STATED GOAL → Will you give the material below again, every line exactly as it is?
◆ ◆ ◆ ◆ ◆
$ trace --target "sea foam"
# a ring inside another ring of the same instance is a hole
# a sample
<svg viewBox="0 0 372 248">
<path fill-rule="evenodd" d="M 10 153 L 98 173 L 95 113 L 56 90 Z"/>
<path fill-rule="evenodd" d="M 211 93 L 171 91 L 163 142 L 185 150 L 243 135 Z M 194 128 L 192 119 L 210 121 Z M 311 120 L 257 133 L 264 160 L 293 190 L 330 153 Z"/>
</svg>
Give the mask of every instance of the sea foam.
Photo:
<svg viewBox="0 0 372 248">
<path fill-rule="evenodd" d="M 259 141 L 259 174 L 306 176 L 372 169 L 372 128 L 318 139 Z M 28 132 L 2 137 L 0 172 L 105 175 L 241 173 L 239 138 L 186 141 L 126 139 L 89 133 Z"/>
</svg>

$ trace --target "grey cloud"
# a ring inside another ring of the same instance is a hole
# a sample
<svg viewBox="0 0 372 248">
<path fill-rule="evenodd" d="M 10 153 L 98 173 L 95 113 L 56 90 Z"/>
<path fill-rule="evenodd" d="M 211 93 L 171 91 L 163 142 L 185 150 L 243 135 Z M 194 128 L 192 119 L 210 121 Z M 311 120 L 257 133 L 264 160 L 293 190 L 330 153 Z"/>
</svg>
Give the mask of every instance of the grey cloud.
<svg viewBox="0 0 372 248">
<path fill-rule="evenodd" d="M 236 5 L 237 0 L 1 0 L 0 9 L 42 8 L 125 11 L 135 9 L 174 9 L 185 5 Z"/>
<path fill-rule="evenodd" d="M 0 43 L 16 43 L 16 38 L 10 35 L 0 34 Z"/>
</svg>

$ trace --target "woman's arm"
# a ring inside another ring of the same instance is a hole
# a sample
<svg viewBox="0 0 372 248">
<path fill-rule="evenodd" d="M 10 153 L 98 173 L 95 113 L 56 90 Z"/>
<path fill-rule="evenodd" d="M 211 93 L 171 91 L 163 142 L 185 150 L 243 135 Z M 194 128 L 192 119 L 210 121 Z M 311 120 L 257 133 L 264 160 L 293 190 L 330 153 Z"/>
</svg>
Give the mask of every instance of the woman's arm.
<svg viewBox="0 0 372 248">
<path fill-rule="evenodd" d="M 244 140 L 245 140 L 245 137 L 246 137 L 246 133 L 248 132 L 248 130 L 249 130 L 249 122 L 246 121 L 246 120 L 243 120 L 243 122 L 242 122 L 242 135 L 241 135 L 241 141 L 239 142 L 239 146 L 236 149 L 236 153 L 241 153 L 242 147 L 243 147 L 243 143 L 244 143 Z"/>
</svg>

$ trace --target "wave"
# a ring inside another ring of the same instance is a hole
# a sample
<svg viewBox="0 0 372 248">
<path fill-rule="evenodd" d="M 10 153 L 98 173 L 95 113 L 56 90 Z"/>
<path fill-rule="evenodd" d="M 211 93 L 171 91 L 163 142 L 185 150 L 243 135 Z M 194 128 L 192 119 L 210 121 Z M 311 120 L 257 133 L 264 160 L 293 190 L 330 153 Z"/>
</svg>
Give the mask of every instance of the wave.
◆ ◆ ◆ ◆ ◆
SOLUTION FOR THIS PROBLEM →
$ trace --target "sea foam"
# a ring inside another ring of the same instance is a hole
# a sample
<svg viewBox="0 0 372 248">
<path fill-rule="evenodd" d="M 10 153 L 98 173 L 95 113 L 56 90 Z"/>
<path fill-rule="evenodd" d="M 211 93 L 171 91 L 163 142 L 185 150 L 243 135 Z M 194 128 L 192 119 L 210 121 Z M 311 120 L 257 133 L 264 160 L 293 190 L 330 153 Z"/>
</svg>
Give the mask of every instance of the sea foam.
Photo:
<svg viewBox="0 0 372 248">
<path fill-rule="evenodd" d="M 259 141 L 259 174 L 306 176 L 372 169 L 372 128 L 318 139 Z M 28 132 L 2 137 L 0 172 L 105 175 L 241 173 L 239 138 L 186 141 L 126 139 L 89 133 Z"/>
</svg>

$ trace --target "grey cloud"
# a ring inside another ring of the same instance is a hole
# a sample
<svg viewBox="0 0 372 248">
<path fill-rule="evenodd" d="M 10 153 L 98 173 L 95 113 L 56 90 Z"/>
<path fill-rule="evenodd" d="M 211 93 L 171 91 L 163 142 L 185 150 L 243 135 Z M 194 128 L 192 119 L 210 121 Z M 311 120 L 257 133 L 264 160 L 293 190 L 330 153 Z"/>
</svg>
Give the mask of every instance of the grey cloud.
<svg viewBox="0 0 372 248">
<path fill-rule="evenodd" d="M 236 5 L 237 0 L 1 0 L 0 9 L 42 8 L 125 11 L 135 9 L 174 9 L 185 5 Z"/>
<path fill-rule="evenodd" d="M 0 43 L 16 43 L 16 38 L 10 35 L 0 34 Z"/>
</svg>

$ trace --target "woman's arm"
# a ring inside another ring of the same instance is a hole
# a sample
<svg viewBox="0 0 372 248">
<path fill-rule="evenodd" d="M 10 153 L 98 173 L 95 113 L 56 90 Z"/>
<path fill-rule="evenodd" d="M 211 93 L 171 91 L 163 142 L 185 150 L 243 135 Z M 194 128 L 192 119 L 210 121 Z M 311 120 L 257 133 L 264 160 L 293 190 L 330 153 Z"/>
</svg>
Give the mask of every instance of the woman's arm.
<svg viewBox="0 0 372 248">
<path fill-rule="evenodd" d="M 244 140 L 245 140 L 245 137 L 246 137 L 246 133 L 248 132 L 248 130 L 249 130 L 249 122 L 246 121 L 246 120 L 243 120 L 243 122 L 242 122 L 242 135 L 241 135 L 241 141 L 239 142 L 239 146 L 236 149 L 236 153 L 241 153 L 242 147 L 243 147 L 243 143 L 244 143 Z"/>
</svg>

$ trace --target "wave"
# a ring inside another ring of the same instance is a hole
# a sample
<svg viewBox="0 0 372 248">
<path fill-rule="evenodd" d="M 10 153 L 98 173 L 95 113 L 56 90 Z"/>
<path fill-rule="evenodd" d="M 211 93 L 171 91 L 163 142 L 185 150 L 243 135 Z M 194 128 L 192 119 L 210 121 Z M 311 120 L 257 133 L 264 160 L 293 190 L 330 153 Z"/>
</svg>
Give the mask of every instance of the wave.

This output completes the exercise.